TEXTO |

Margaret tinha sua estreia prevista para 2007, mas depois de desentendimentos entre Lonergan e o estúdio, uma batalha judicial e problemas financeiros, o filme só chegou aos cinemas, picotado, em 2011.
Não foi recebido com carinho, muito menos vingou como devia. Pois, além do óbvio amadurecimento de Lonergan como cineasta desde Conte Comigo (You Can Count On Me), seu excelente filme de estreia lançado em 2000, Margaret era uma obra arrebatadora, para ser estudada e pensada.
O tempo passou, mas o diretor e roteirista em Lonergan parecem não ter desistido de se desenvolverem. Ao contrário do que se poderia esperar, não houve nenhuma parada no tempo e, de forma mais segura e com plena certeza do que quer, é como se Manchester à Beira-Mar emprestasse da carreira de seu autor os melhores elementos possíveis, tornando-se de imediato em uma das obras de maior expressão da década.
Expressar, aliás, é algo que os roteiros de Lonergan parecem fazer de maneira minuciosa. Aqui mais ainda, afinal, os personagens em cena parecem detentores de uma realidade mais que convincente, com falas e diálogos que dão a impressão de terem sido meticulosamente inseridas pela brilhante mente de seu autor.
Ainda assim, soam tão naturais como tão raramente se encontra no cinema. Aqui entra o trabalho cada vez mais impressionante de Lonergan como diretor, que dá a vasão necessária para que o todo funcione, culminando no resultado que encontramos naquele que é o melhor e mais completo trabalho de sua carreira.

DADOS FORNECIDOS |
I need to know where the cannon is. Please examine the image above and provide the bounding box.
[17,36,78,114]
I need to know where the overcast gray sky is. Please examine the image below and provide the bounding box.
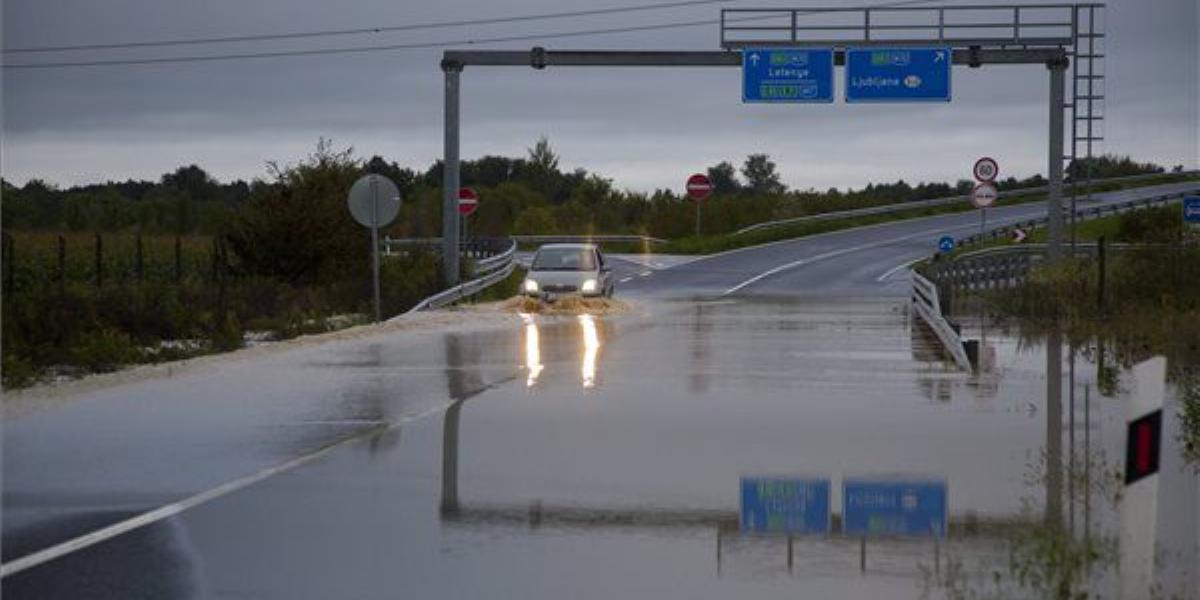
[2,0,1200,190]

REQUISITOS DO EXERCÍCIO |
- 1) Reproduza sem alterações o trecho do texto sobre Lonergan que vai de "Expressar, aliás, é" a "de seu autor.".
- 2) Retome o texto sobre Lonergan a partir do ponto em que ele termina.
A listagem não tem relação com o texto sobre Lonergan.

RESPOSTAS EM ORDEM |
- 1)
Expressar, aliás, é algo que os roteiros de Lonergan parecem fazer de maneira minuciosa. Aqui mais ainda, afinal, os personagens em cena parecem detentores de uma realidade mais que convincente, com falas e diálogos que dão a impressão de terem sido meticulosamente inseridas pela brilhante mente de seu autor.

- 2)
O que também acontece pelo mesmo cuidado com o qual o elenco parece ter sido selecionado, e na maneira na qual corresponde ao material que lhes é entregue para dar vida. Desde as mais singelas participações de Kyle Chandler (Bloodline), ao absolutismo de Casey Affleck em cena. Do suporte de Michelle Williams, a confrontação de Lucas Hedges.
É verdade que pesa o grau dos tamanhos dos papéis em cena, assim, se destacam mais aqueles que consequentemente tem mais tempo, e brilhante tempo, em cena. Ou então as cenas mais contundentes. Independentemente disso, a verdade é que o trabalho do elenco principal é algo excepcional.
É fundamental, portanto, deixar que o desenvolvimento do filme lhe convença de sua história. Porque o que a princípio pode parecer incompreensível, vide as reações e atitudes do personagem de Casey Affleck, posteriormente vamos assimilando àquilo tudo que torna essas figuras em quem são.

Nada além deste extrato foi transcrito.